**Tarefas e exercícios:**
[1] Responda com base no texto sobre Brasil e Portugal:
(a) Qual escritor português é mencionado como autor de textos para jornais brasileiros?
(b) Em que ano foi declarada a independência?
(c) Quantos anos se passaram até a legitimação da República?
[2] Reproduza palavra por palavra o trecho do texto sobre Brasil e Portugal que se inicia com as palavras "Por Bruno Garschagen, direto" e se encerra com "que cá acontecia.".

**Texto da página:**
━━━━━━

Por Bruno Garschagen, direto de Lisboa para o Correio da Lapa (*)
Lá, os portugueses são motivos de piada; os brasileiros aqui, de ligeira lamentação. O bom humor que nos salva é o mesmo que nos condena
Lá, os portugueses são motivos de piada; os brasileiros aqui, de ligeira lamentação. O bom humor que nos salva é o mesmo que nos condena
O Brasil está de costas para Portugal. Desde o final do século 19. Até ali havia um interesse genuíno. Escritores portugueses, como Eça de Queirós, escreviam para os jornais brasileiros. A conversação literária e os brasileiros que vinham estudar em Coimbra mantinham o cordão umbilical com sua ex-metrópole. Os brasileiros ainda tinham interesse pelo que cá acontecia.
A proclamação da República em 1889 foi o início do rompimento. A independência, declarada em 1822, só foi de fato consumada com a mudança de regime: de monarquia para República positivista e socialista. O povo estava alheio a ambas ? não apoiou os republicanos nem verteu lágrimas pelos monárquicos. A legitimação da República, mediante um prometido referendo popular, só aconteceu passados 104 anos. Mais de um século, registe-se!

━━━━━━

**Dados disponíveis:**
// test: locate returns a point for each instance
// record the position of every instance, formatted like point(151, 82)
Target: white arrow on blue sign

━━━━━━

**Respostas por tarefa:**
[1]
(a) Eça de Queirós.
(b) Em 1822.
(c) 104 anos.

[2]
Por Bruno Garschagen, direto de Lisboa para o Correio da Lapa (*)
Lá, os portugueses são motivos de piada; os brasileiros aqui, de ligeira lamentação. O bom humor que nos salva é o mesmo que nos condena
Lá, os portugueses são motivos de piada; os brasileiros aqui, de ligeira lamentação. O bom humor que nos salva é o mesmo que nos condena
O Brasil está de costas para Portugal. Desde o final do século 19. Até ali havia um interesse genuíno. Escritores portugueses, como Eça de Queirós, escreviam para os jornais brasileiros. A conversação literária e os brasileiros que vinham estudar em Coimbra mantinham o cordão umbilical com sua ex-metrópole. Os brasileiros ainda tinham interesse pelo que cá acontecia.